Render each line of the records below as a row of a Markdown table, with the row number under "Row" and the line itself under "Line", skipping any blank lines.

───── Records for the task ─────

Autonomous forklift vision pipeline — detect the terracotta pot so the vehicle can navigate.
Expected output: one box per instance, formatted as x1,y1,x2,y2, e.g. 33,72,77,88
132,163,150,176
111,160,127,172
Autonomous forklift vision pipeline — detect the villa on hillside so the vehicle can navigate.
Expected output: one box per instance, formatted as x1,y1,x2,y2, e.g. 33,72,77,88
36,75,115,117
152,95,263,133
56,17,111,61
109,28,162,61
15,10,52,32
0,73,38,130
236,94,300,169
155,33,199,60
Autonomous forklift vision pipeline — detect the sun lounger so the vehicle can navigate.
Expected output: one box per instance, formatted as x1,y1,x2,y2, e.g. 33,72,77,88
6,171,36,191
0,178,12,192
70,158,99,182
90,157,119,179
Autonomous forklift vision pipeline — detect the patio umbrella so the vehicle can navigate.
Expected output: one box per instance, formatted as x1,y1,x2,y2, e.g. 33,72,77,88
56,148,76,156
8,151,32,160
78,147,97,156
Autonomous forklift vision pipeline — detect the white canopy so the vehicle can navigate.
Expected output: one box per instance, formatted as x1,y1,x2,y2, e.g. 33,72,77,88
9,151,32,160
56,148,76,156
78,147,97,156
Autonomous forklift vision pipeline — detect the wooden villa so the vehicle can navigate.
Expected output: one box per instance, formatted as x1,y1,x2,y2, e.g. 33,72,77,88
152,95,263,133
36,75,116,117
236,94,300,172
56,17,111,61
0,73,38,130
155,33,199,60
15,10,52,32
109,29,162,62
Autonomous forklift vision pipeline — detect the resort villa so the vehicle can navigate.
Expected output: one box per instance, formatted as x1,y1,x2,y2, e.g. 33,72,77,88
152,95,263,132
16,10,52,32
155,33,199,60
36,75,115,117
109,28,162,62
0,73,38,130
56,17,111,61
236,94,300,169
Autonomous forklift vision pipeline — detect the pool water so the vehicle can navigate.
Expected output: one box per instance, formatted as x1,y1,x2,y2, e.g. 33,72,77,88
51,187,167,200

─────

Task response:
| Row | Line |
|---|---|
| 1 | Autonomous forklift vision pipeline — detect the terracotta pot so the vehicle can navigate. |
| 2 | Expected output: one box per instance, formatted as x1,y1,x2,y2, e.g. 33,72,77,88 |
| 3 | 132,163,150,176 |
| 4 | 111,160,127,172 |
| 5 | Autonomous forklift vision pipeline — detect the villa on hillside so the vehicle can navigate. |
| 6 | Expected output: one box per instance, formatted as x1,y1,x2,y2, e.g. 33,72,77,88 |
| 7 | 36,75,115,117 |
| 8 | 152,95,263,133 |
| 9 | 56,17,111,61 |
| 10 | 109,28,162,61 |
| 11 | 15,10,52,32 |
| 12 | 0,73,38,130 |
| 13 | 236,94,300,169 |
| 14 | 155,33,199,60 |
| 15 | Autonomous forklift vision pipeline — detect the sun lounger so the vehicle can navigate. |
| 16 | Expected output: one box per instance, formatted as x1,y1,x2,y2, e.g. 33,72,77,88 |
| 17 | 6,171,36,191 |
| 18 | 0,178,12,192 |
| 19 | 70,158,99,182 |
| 20 | 90,157,119,179 |
| 21 | Autonomous forklift vision pipeline — detect the patio umbrella so the vehicle can navigate. |
| 22 | Expected output: one box per instance, formatted as x1,y1,x2,y2, e.g. 33,72,77,88 |
| 23 | 56,148,76,156 |
| 24 | 8,151,32,160 |
| 25 | 78,147,97,156 |
| 26 | Autonomous forklift vision pipeline — detect the white canopy so the vehicle can navigate. |
| 27 | Expected output: one box per instance, formatted as x1,y1,x2,y2, e.g. 33,72,77,88 |
| 28 | 9,151,32,160 |
| 29 | 56,148,76,156 |
| 30 | 78,147,97,156 |
| 31 | Autonomous forklift vision pipeline — detect the wooden villa so the vehicle can navigate. |
| 32 | Expected output: one box per instance, formatted as x1,y1,x2,y2, e.g. 33,72,77,88 |
| 33 | 152,95,263,133 |
| 34 | 36,75,116,117 |
| 35 | 236,94,300,172 |
| 36 | 56,17,111,61 |
| 37 | 0,73,38,130 |
| 38 | 155,33,199,60 |
| 39 | 15,10,52,32 |
| 40 | 109,29,162,62 |
| 41 | Autonomous forklift vision pipeline — detect the resort villa so the vehicle can navigate. |
| 42 | Expected output: one box per instance, formatted as x1,y1,x2,y2, e.g. 33,72,77,88 |
| 43 | 152,95,263,132 |
| 44 | 16,10,52,32 |
| 45 | 155,33,199,60 |
| 46 | 36,75,115,117 |
| 47 | 109,28,162,62 |
| 48 | 0,73,38,130 |
| 49 | 56,17,111,61 |
| 50 | 236,94,300,169 |
| 51 | Autonomous forklift vision pipeline — detect the pool water so the vehicle can navigate. |
| 52 | Expected output: one box per instance, formatted as x1,y1,x2,y2, e.g. 33,72,77,88 |
| 53 | 51,187,167,200 |